─── SOURCE RECORDS
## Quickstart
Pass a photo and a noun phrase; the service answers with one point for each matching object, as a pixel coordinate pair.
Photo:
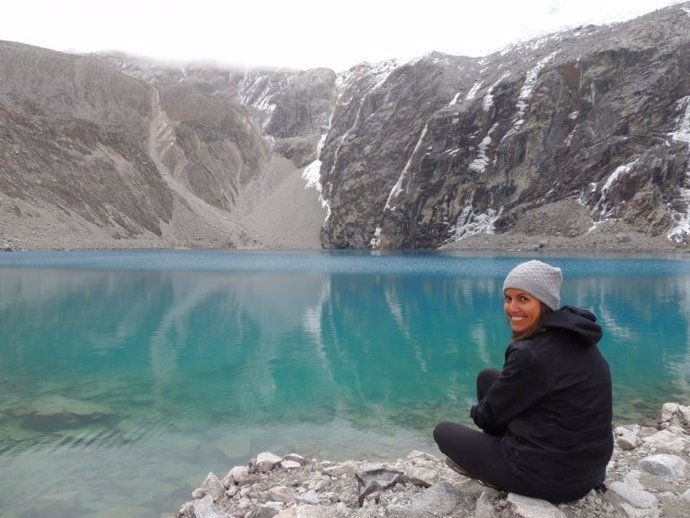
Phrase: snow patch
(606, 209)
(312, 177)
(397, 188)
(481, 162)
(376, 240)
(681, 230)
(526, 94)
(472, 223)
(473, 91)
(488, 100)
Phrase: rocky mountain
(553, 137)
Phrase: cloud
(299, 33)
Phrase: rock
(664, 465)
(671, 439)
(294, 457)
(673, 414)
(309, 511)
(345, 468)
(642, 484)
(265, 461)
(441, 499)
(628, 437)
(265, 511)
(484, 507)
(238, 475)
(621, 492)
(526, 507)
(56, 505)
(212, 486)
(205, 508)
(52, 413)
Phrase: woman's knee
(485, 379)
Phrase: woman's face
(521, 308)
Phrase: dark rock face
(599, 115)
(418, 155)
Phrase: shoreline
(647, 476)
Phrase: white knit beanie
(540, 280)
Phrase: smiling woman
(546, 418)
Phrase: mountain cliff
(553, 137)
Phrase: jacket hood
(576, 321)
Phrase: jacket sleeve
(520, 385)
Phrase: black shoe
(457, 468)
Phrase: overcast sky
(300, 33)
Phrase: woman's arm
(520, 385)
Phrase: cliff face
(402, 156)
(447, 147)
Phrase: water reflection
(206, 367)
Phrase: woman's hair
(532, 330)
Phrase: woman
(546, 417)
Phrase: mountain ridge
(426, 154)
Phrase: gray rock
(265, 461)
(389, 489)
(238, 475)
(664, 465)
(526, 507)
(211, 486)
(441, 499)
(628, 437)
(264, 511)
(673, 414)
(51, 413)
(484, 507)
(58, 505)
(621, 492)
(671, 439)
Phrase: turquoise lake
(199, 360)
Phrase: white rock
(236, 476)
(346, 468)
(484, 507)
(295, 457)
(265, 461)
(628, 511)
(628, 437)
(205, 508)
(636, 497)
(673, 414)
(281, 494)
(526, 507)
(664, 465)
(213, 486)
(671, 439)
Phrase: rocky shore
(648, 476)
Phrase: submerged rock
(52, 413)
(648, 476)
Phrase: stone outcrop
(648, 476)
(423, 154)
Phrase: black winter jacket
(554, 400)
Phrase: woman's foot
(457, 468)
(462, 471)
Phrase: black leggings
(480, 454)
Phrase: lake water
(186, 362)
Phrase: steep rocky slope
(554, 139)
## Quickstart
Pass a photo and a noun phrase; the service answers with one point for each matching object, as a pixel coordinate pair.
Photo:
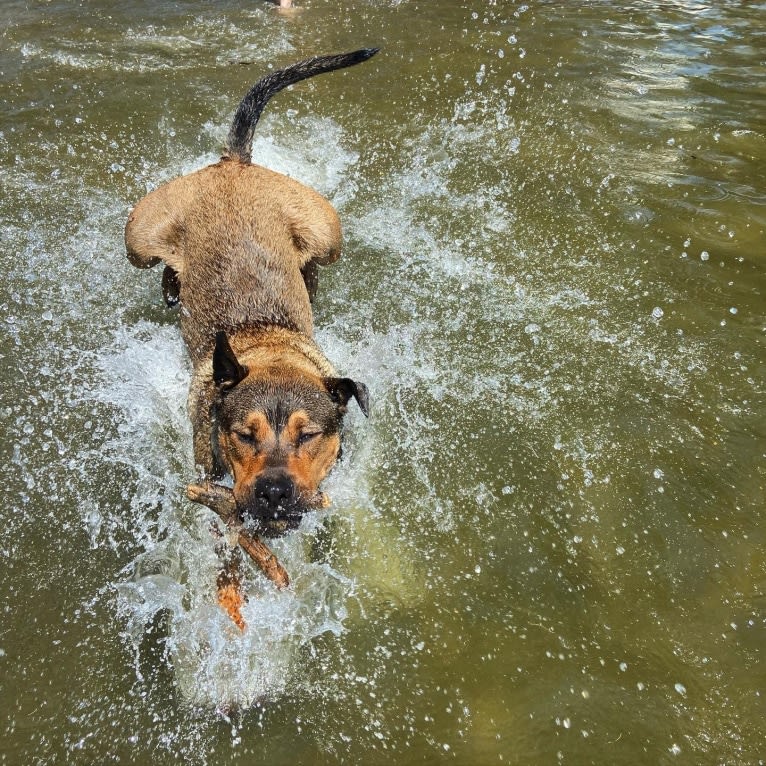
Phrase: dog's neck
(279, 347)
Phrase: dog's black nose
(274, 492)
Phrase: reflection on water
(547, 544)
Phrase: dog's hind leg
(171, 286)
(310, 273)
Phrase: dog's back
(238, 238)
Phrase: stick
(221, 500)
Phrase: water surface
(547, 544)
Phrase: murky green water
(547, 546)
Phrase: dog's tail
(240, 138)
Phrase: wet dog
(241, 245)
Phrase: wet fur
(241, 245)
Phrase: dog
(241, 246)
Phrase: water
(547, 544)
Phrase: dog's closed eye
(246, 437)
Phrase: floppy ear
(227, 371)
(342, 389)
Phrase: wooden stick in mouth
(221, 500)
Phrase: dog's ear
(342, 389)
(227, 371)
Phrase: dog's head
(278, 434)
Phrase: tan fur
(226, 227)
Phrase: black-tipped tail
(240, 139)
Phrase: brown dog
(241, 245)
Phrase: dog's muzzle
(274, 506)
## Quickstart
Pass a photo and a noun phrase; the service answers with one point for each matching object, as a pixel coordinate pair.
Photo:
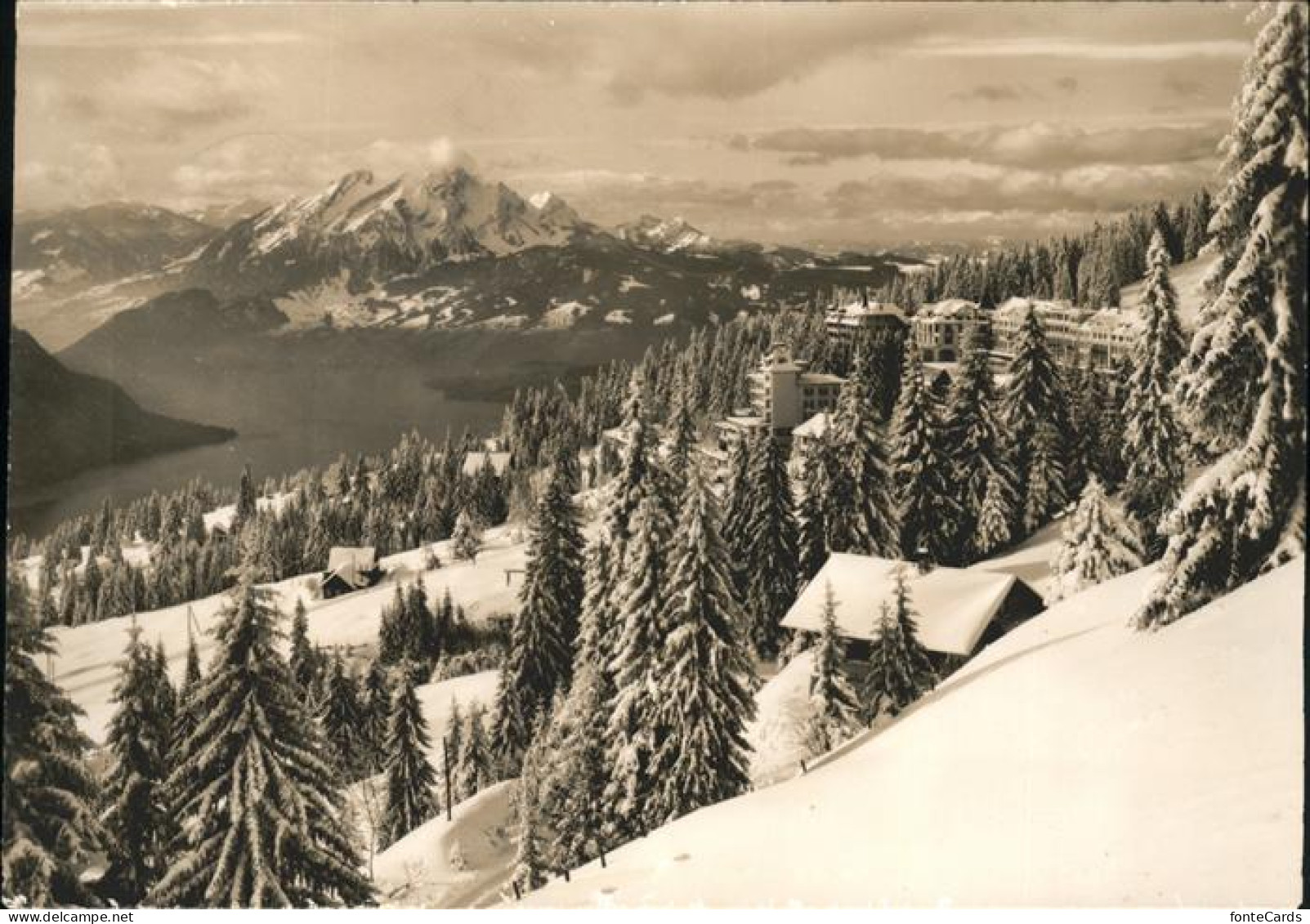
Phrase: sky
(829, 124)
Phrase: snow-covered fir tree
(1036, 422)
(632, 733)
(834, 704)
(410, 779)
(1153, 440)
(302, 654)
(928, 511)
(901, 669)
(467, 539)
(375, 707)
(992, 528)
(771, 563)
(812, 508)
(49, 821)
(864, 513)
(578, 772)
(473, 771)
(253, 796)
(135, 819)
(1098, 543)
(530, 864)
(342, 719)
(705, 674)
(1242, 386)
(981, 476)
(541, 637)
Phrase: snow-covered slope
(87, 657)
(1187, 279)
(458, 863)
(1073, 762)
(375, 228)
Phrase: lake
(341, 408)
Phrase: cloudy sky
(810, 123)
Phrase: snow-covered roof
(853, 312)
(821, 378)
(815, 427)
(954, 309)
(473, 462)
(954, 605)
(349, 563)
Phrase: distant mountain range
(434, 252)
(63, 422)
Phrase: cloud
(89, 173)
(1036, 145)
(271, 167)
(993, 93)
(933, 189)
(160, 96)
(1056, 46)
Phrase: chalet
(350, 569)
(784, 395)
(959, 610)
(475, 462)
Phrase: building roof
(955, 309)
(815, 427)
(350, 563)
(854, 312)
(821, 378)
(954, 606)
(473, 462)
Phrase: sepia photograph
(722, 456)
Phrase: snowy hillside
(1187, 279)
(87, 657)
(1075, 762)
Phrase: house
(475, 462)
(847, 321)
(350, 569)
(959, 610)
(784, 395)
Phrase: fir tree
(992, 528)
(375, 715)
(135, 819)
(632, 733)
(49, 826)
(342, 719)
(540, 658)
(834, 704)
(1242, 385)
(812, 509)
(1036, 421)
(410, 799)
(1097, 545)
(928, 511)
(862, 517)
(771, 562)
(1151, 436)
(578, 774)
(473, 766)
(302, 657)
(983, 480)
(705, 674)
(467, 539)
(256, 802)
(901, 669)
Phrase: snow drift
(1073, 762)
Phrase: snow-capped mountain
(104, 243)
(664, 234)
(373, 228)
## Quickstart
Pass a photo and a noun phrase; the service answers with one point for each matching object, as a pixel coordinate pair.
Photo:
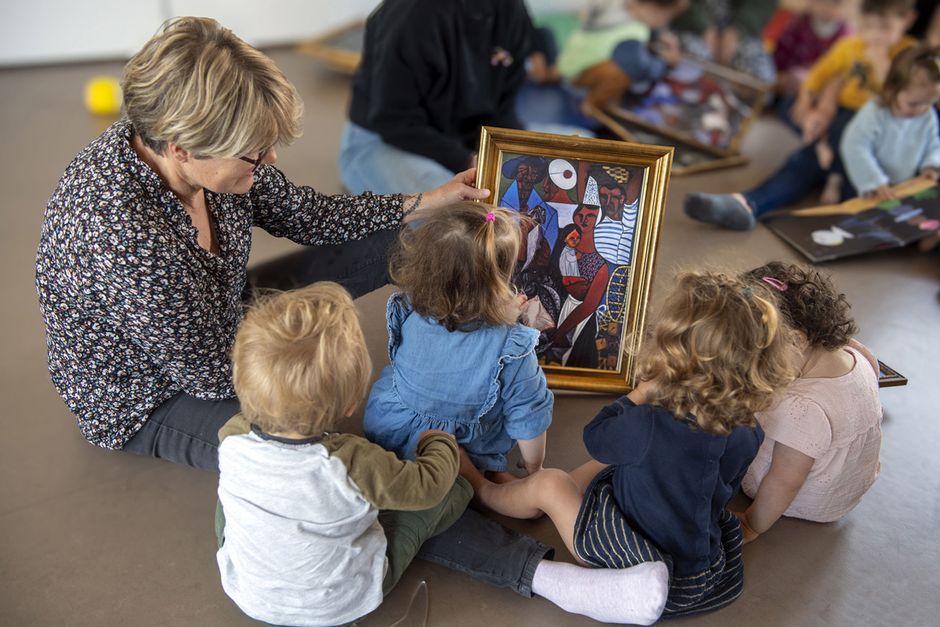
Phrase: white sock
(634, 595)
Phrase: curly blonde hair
──────
Please print the entries shown above again, exactly, and skip the pictures.

## Quickstart
Pass a photo and a noun phrase; the service answers with one point for each matching object, as a pixel coordinate pair.
Photo:
Phrase: snow patch
(606, 209)
(312, 177)
(397, 188)
(481, 162)
(376, 240)
(681, 230)
(526, 94)
(472, 223)
(473, 91)
(488, 100)
Phrase: rocky mountain
(553, 137)
Phrase: cloud
(299, 33)
Phrase: rock
(664, 465)
(671, 439)
(294, 457)
(673, 414)
(309, 511)
(345, 468)
(642, 484)
(265, 461)
(441, 499)
(628, 437)
(265, 511)
(484, 507)
(238, 475)
(621, 492)
(526, 507)
(56, 505)
(212, 486)
(205, 508)
(52, 413)
Phrase: woman's knee
(485, 379)
Phrase: woman's face
(521, 308)
Phrase: dark rock face
(599, 115)
(418, 155)
Phrase: shoreline
(647, 476)
Phrase: white knit beanie
(540, 280)
Phrase: smiling woman
(546, 418)
Phrase: mountain cliff
(553, 137)
Phrase: jacket hood
(576, 321)
Phrase: jacket sleeve
(520, 385)
Phrase: black shoe
(457, 468)
Phrase: overcast sky
(300, 33)
Phrase: woman's arm
(520, 385)
Phrase: cliff face
(402, 156)
(447, 147)
Phrase: water reflection
(206, 367)
Phrase: woman's hair
(532, 330)
Phrase: woman
(546, 417)
Phrase: mountain ridge
(426, 154)
Phrase: gray rock
(265, 461)
(389, 489)
(238, 475)
(664, 465)
(526, 507)
(211, 486)
(441, 499)
(628, 437)
(264, 511)
(673, 414)
(51, 413)
(484, 507)
(58, 505)
(621, 492)
(671, 439)
Phrase: turquoise lake
(199, 360)
Phrase: white rock
(236, 476)
(346, 468)
(484, 507)
(295, 457)
(265, 461)
(628, 511)
(628, 437)
(205, 508)
(636, 497)
(673, 414)
(281, 494)
(526, 507)
(664, 465)
(213, 486)
(671, 439)
Phrase: rocky shore
(648, 476)
Phrase: submerged rock
(52, 413)
(648, 476)
Phrase: stone outcrop
(648, 476)
(423, 154)
Phrase: black winter jacket
(554, 400)
Phrase: woman's foot
(457, 468)
(462, 471)
Phrase: black leggings
(480, 454)
Phrase: lake water
(186, 362)
Phrase: steep rocky slope
(554, 139)
## Quickstart
Pass a photo and a noun phrase; the service answers with one point for each matching object, as a pixel coordinate pair.
Photo:
Phrase: dog's neck
(279, 347)
Phrase: dog's black nose
(274, 492)
Phrase: reflection on water
(547, 544)
Phrase: dog's hind leg
(171, 286)
(310, 273)
Phrase: dog's back
(238, 238)
Phrase: stick
(221, 500)
Phrase: water surface
(547, 544)
Phrase: murky green water
(547, 546)
Phrase: dog's tail
(240, 138)
Phrase: wet dog
(241, 245)
Phrase: wet fur
(241, 245)
Phrase: dog
(241, 246)
Phrase: water
(547, 544)
Phrase: dog's closed eye
(246, 437)
Phrase: floppy ear
(227, 371)
(342, 389)
Phrase: wooden stick in mouth
(221, 500)
Phrase: dog's ear
(342, 389)
(227, 371)
Phrase: dog's head
(278, 434)
Phrase: tan fur
(226, 227)
Phrase: black-tipped tail
(240, 139)
Phrase: brown dog
(241, 245)
Phrase: dog's muzzle
(274, 506)
## Quickstart
Pass a photo and a noun phrase; the service answers with one point for each matching object, as a pixel coordinate pair.
Photo:
Phrase: sky
(829, 124)
Phrase: snow-covered fir tree
(1036, 422)
(632, 733)
(834, 704)
(410, 779)
(1153, 440)
(302, 654)
(928, 511)
(901, 669)
(467, 539)
(375, 707)
(992, 528)
(771, 563)
(812, 508)
(49, 821)
(864, 513)
(578, 772)
(473, 771)
(253, 796)
(135, 819)
(1098, 543)
(530, 864)
(342, 719)
(705, 674)
(1242, 386)
(981, 476)
(541, 637)
Phrase: snow-covered slope
(87, 657)
(1187, 279)
(458, 863)
(1073, 762)
(375, 228)
Phrase: lake
(341, 408)
Phrase: cloudy sky
(810, 123)
Phrase: snow-covered roof
(853, 312)
(821, 378)
(815, 427)
(954, 309)
(473, 462)
(954, 605)
(349, 563)
Phrase: distant mountain range
(434, 252)
(63, 422)
Phrase: cloud
(89, 173)
(1036, 145)
(271, 167)
(993, 93)
(933, 189)
(160, 96)
(1056, 46)
Phrase: chalet
(350, 569)
(784, 395)
(959, 610)
(475, 462)
Phrase: building roof
(955, 309)
(815, 427)
(350, 563)
(854, 312)
(821, 378)
(954, 606)
(473, 462)
Phrase: sepia photograph
(722, 456)
Phrase: snowy hillside
(1187, 279)
(87, 657)
(1075, 762)
Phrase: house
(475, 462)
(847, 321)
(350, 569)
(959, 610)
(784, 395)
Phrase: fir tree
(992, 528)
(375, 715)
(135, 819)
(632, 733)
(49, 826)
(342, 719)
(540, 658)
(834, 704)
(1242, 385)
(812, 509)
(1036, 421)
(410, 799)
(1097, 545)
(928, 511)
(862, 517)
(771, 562)
(1151, 436)
(578, 774)
(473, 766)
(302, 657)
(983, 480)
(705, 674)
(467, 539)
(256, 802)
(901, 669)
Phrase: snow drift
(1073, 762)
Phrase: snow-capped mountain
(104, 243)
(664, 234)
(373, 228)
## Quickstart
Pass a photo and a noun phrase; the service answers with one point for each matching object, as a pixel coordinate pair.
Photo:
Phrase: white sock
(634, 595)
Phrase: curly blonde hair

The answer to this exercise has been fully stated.